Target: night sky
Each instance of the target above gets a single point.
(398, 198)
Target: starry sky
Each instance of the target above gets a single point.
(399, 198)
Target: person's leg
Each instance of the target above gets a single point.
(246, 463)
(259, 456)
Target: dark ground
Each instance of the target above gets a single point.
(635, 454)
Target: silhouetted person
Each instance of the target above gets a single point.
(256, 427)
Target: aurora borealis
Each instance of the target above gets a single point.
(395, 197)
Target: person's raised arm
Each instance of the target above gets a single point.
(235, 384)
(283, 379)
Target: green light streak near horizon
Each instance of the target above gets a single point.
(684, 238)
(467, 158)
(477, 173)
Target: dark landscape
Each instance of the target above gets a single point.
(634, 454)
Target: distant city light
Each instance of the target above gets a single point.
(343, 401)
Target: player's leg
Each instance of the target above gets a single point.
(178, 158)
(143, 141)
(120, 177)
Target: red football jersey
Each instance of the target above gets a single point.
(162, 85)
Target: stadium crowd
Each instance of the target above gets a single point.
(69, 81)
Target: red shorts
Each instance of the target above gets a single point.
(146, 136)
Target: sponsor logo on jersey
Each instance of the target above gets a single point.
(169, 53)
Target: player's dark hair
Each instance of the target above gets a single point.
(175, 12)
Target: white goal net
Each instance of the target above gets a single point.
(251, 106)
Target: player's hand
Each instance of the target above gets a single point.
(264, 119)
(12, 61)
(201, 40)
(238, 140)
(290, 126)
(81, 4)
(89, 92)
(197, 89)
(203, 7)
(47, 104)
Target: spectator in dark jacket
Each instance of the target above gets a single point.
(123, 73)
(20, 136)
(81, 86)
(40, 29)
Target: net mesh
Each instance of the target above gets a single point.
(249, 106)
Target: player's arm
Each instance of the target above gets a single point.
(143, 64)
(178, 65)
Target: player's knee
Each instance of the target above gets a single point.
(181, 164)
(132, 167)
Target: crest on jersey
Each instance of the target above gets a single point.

--- --- ---

Your task is to write out the lines from the one with "Target: player's dark hair" through the end of the records, exactly and with nothing added.

● **Result of this exercise**:
Target: player's dark hair
Each instance of the target above gets a single point.
(175, 12)
Target: white goal net
Each instance of the target above gets a single point.
(251, 106)
Target: player's hand
Each instance of the target above gets a single point.
(264, 119)
(12, 61)
(201, 40)
(238, 140)
(290, 126)
(81, 4)
(89, 92)
(197, 89)
(203, 7)
(47, 104)
Target: spectator in dark jacket
Each instance of the target above gets a single point.
(123, 73)
(20, 136)
(81, 86)
(40, 29)
Target: net mesh
Each instance of the target above gets a single point.
(249, 106)
Target: player's arm
Each instance of the target above gets a single point.
(143, 64)
(178, 65)
Target: player's knee
Each instance of the target above gets a single point.
(181, 164)
(132, 167)
Target: crest on jersey
Each instance of the target above gets a single point.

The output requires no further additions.